- WHAT THE TASK REQUIRES -
Using the entries that follow, write out the line containing "Target: windshield wiper", the line containing "Target: side mirror", and every line between them, exactly and nothing else.

- DATA SUPPLIED -
☆ ☆ ☆ ☆
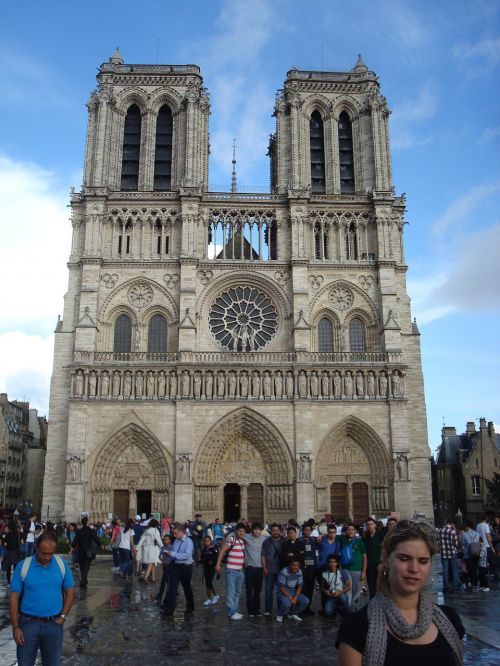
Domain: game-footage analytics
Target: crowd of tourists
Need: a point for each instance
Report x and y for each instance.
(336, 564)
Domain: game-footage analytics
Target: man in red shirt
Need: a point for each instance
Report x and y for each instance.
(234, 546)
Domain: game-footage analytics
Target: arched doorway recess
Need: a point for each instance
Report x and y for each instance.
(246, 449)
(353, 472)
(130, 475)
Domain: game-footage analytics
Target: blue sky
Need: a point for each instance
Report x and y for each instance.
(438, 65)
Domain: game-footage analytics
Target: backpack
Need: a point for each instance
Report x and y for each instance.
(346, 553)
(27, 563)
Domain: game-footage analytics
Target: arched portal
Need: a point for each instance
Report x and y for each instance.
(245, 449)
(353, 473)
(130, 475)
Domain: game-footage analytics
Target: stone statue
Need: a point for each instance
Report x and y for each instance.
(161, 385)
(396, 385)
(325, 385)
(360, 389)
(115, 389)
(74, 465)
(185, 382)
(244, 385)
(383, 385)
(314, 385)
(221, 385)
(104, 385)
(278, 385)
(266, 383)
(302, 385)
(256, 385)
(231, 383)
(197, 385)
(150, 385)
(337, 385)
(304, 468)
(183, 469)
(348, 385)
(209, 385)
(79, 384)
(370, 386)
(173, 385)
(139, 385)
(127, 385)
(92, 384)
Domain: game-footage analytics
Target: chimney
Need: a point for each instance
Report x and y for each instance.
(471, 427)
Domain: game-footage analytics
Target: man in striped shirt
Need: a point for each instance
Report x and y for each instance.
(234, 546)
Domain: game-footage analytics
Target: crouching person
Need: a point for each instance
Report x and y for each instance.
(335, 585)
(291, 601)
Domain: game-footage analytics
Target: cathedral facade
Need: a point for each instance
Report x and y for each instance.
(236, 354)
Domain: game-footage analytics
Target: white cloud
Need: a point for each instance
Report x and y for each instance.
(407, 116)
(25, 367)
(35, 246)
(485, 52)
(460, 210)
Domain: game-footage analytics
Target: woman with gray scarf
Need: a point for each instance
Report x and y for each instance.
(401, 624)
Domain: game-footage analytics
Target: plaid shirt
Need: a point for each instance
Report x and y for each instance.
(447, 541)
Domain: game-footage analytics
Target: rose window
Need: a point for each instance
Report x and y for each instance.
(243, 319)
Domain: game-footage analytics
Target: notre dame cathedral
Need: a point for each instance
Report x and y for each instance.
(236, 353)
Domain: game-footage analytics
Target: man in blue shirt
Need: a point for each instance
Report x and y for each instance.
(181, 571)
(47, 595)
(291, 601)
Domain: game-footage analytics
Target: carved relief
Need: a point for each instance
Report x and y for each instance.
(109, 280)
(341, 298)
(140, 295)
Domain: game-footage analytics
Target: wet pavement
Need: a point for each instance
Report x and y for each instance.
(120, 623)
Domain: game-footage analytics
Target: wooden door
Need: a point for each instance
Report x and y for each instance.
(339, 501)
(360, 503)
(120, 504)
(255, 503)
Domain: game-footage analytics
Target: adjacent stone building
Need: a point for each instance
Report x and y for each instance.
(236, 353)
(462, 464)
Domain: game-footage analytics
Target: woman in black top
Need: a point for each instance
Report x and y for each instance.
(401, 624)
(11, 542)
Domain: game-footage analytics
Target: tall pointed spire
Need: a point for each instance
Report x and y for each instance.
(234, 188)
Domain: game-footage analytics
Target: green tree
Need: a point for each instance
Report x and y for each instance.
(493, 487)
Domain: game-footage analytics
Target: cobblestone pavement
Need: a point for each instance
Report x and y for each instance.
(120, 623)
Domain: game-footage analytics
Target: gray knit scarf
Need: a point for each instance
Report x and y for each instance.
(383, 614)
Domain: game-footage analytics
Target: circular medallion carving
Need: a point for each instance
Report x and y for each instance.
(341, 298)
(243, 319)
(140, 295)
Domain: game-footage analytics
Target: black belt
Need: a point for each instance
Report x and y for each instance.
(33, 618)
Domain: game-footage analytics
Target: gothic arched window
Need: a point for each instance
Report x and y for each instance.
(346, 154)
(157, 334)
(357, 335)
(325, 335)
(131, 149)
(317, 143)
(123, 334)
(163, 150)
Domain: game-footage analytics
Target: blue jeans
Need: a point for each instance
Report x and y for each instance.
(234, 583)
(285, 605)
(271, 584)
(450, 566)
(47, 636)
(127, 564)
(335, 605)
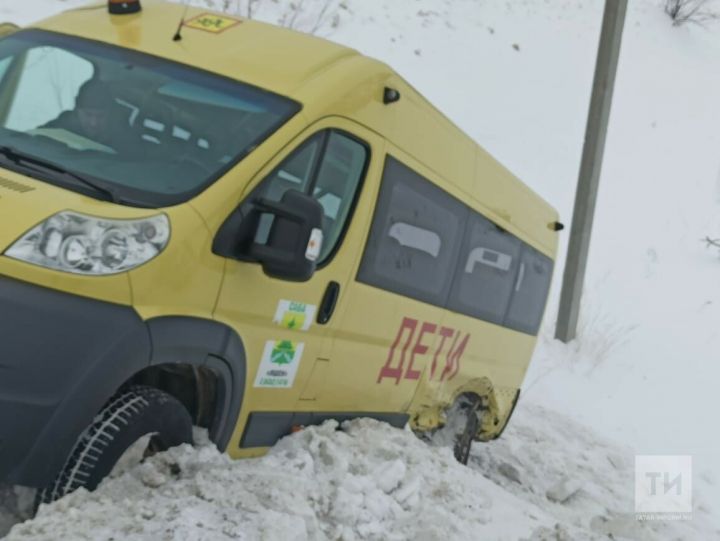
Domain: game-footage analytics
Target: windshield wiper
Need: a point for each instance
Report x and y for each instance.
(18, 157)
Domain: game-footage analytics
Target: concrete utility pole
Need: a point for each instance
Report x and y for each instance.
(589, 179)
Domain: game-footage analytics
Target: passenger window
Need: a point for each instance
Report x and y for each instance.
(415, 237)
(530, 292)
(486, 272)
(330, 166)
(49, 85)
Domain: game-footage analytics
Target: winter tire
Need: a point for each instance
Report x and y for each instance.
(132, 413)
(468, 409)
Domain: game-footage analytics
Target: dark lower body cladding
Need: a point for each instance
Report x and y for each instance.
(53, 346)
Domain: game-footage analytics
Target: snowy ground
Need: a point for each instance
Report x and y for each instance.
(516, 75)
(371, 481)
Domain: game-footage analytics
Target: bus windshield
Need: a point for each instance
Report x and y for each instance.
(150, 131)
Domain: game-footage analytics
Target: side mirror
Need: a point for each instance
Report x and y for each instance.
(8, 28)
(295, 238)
☆ ☆ ☆ ☆
- TASK RESULT -
Target: windshield wiper
Need: a point for each instance
Report x and y for each instance.
(18, 157)
Domain: game-footage analytics
Target: concrete utility pole
Need: a point for each instance
Report x and y for each instance.
(589, 179)
Domain: game-footage analytics
Target: passenger window
Need: a point for each instance
Report x and y for each instance.
(415, 237)
(530, 292)
(486, 272)
(330, 166)
(49, 85)
Domain: game-footage analytics
Target: winter tire
Need: a point for each instance
Report x and y for each instance.
(132, 413)
(468, 409)
Domain: game-footage analytics
Target: dark lower body cladding
Need: a point for each instance
Report x and y for each instance.
(53, 346)
Domain: game-footage analytics
Target: snowy ground
Need: a point for each instance
Report x and y for each instance.
(516, 75)
(371, 481)
Domain: game-footage analytics
Target: bus windshield
Need: a point for each instance
Report x and y for each instance.
(150, 131)
Domain: game-footage analytics
Target: side mirror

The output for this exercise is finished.